[Start of Working data]

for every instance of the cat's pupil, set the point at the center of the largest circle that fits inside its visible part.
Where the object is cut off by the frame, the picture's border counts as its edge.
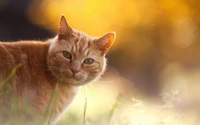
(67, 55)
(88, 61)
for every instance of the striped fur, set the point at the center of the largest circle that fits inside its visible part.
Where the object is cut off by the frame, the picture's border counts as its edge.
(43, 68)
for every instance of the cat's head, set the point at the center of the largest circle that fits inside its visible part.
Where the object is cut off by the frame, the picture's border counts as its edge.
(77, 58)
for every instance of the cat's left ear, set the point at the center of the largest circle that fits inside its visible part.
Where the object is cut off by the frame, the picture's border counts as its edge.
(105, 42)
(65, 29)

[End of Working data]
[Start of Working data]

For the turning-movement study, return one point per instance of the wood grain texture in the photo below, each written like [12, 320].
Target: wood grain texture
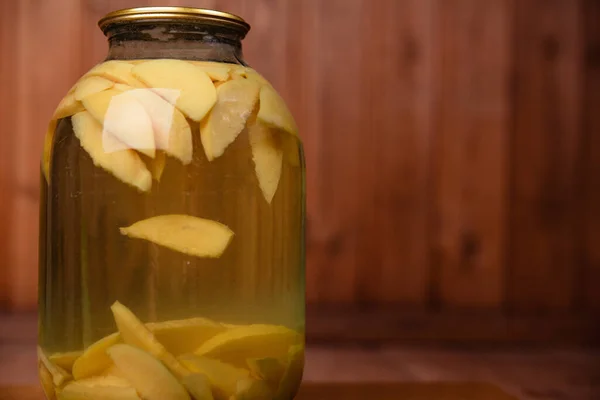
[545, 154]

[End of Working data]

## Goal
Pull out each line of the material that contains the word "every" and copy those lines.

## Correct output
for every instance of the cat's pupil, set the point at the center of the largest circle that fits inside its visible part.
for every instance of the striped fur, set the point at the center of the largest circle that fits inside its visible part.
for every instance of the cat's head, set the point at the center of the largest circle that fits inside its visible part.
for every instance of the cat's left ear, set the point at the center of the largest circle that fits inside its visible part.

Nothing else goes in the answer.